◆ **QUÉ HARÁS**
**A.** En el texto sobre el humo de los incendios forestales, ¿a qué distancia de Redding se encuentra la Universidad de California en Davis?
**B.** Prosigue el texto sobre el humo de los incendios forestales a partir de su última frase.
---- TEXTO DEL EJERCICIO
Julio de 2018. En una autovía rural del norte de California, un automovilista sufre un reventón. La llanta metálica roza contra el asfalto. Las chispas provocan un incendio que arrasa el bosque agostado, ruge en tornados de fuego y devasta decenas de miles de hectáreas, sin dejar nada a su paso. Cuando las llamas empezaron a avanzar hacia la ciudad de Redding, Keith Bein preparó su nuevo laboratorio móvil: un remolque con dos minicoches eléctricos, un montón de tubos y aparatos, y un artilugio blanco que tiene el aspecto de un faro en miniatura.
Foto: Stuart Palley
Bein es científico atmosférico en la Universidad de California en Davis, a unos 240 kilómetros al sur de Redding. Para cuando enganchó el remolque a su camioneta y partió hacia el norte del estado, el incendio de Carr –las chispas de aquella llanta saltaron en las inmediaciones de la central hidroeléctrica de Carr– ya era uno de los incendios forestales más vastos de la historia de California. Se había cobrado seis vidas, entre ellas las de dos bomberos. Calcinaba árboles, praderas, cabañas campestres, pasarelas peatonales, farolas, coches aparcados. En las afueras de Redding acababa de arrasar una urbanización llamada Lake Keswick Estates, y con ella toda la infraestructura asociada a las viviendas unifamiliares: aislamientos, tejas, neveras, pintura…
Y alrededor de la inmensa trayectoria del incendio de Carr había humo, enormes nubes que lo engullían todo y llegaban a miles de kilómetros de las llamas. De todas las cosas que contaminan el aire que respiramos, el humo de los incendios forestales es lo que más fascina a Bein.
Este científico se ha propuesto entender de qué se compone el humo exactamente, qué diferencias químicas existen entre un incendio y otro y qué consecuencias tienen los megaincendios sin precedentes de este siglo sobre la contaminación atmosférica del planeta y la salud humana. Para el oeste de América del Norte y Australia, en cuanto a tamaño y número de incendios forestales, 2018 fue el peor año desde que existen registros… hasta que llegó 2020 y pulverizó todos los récords.
«Algo así ocurría antes una vez en la vida –dice Bein–. Ahora sufrimos un incendio gigantesco todos los veranos. Y constituye un problema de salud pública muy preocupante».
Por eso fue a Lake Keswick Estates, donde se encontró un suelo carbonizado, vecinos evacuados y viviendas arrasadas hasta los cimientos. Calzó el remolque y encendió el artilugio, que en realidad es una sofisticada combinación de bomba de aire y sensor. Sacó tubos y monitores de los coches eléctricos, que proporcionan alimentación recargable y portátil a la instalación. Le dolían los ojos y la nariz. «Era horroroso», dice.
--------
---- EXTRACTO DE DATOS
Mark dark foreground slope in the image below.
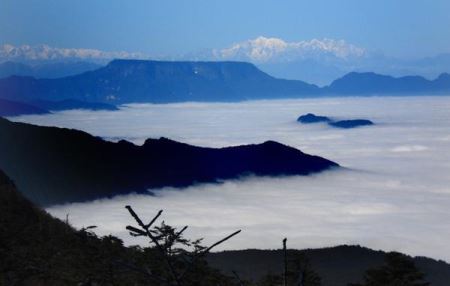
--------
◆ **RESPUESTAS DEL EJERCICIO**
**A.** A unos 240 kilómetros al sur de Redding.

**B.**
Horroroso, pero perfecto para su investigación. Aunque las llamas ya habían pasado de largo, los investigadores saben que las brasas también generan un humo extremadamente tóxico. Saben que la construcción de tantas viviendas en medio de áreas naturales o adyacentes a ellas ha creado comunidades asequibles, pintorescas… y vulnerables, ahora que el aumento de las temperaturas convierte los bosques en yesca. Bein y sus colegas llaman a estos lugares zonas de interfaz urbano-forestal (donde se combinan usos residenciales, productivos o recreativos en un entorno con vegetación forestal), y saben que un megaincendio en una interfaz urbano-forestal genera una humareda gigantesca en la que a la contaminación propia del incendio forestal se suma la del incendio de los edificios: una combinación nociva.
Foto: Stuart Palley
Qué contiene esa mezcla? ¿Y qué les pasa a los humanos y otros animales que inhalan las emisiones de tamañas conflagraciones? Son preguntas que deben responderse con urgencia si pretendemos comprender y reducir la contaminación atmosférica, pero no es tan sencillo como pudiera parecer. No hay más que imaginar lo que cuesta trasladar el auténtico humo de un incendio forestal a un centro de investigación. Tienes que convertirte en el equivalente a un cazador de tornados y salvar barreras policiales a base de explicaciones, como hace Bein cuando lo requiere la ocasión. O bien instalar en el fuselaje de un avión C-130 de carga unos tubos de aspiración de humo y meterte de lleno en las humaredas de los incendios forestales, como hizo el equipo de investigación que pasó el verano de 2018 sobrevolando los incendios de Colorado e Idaho.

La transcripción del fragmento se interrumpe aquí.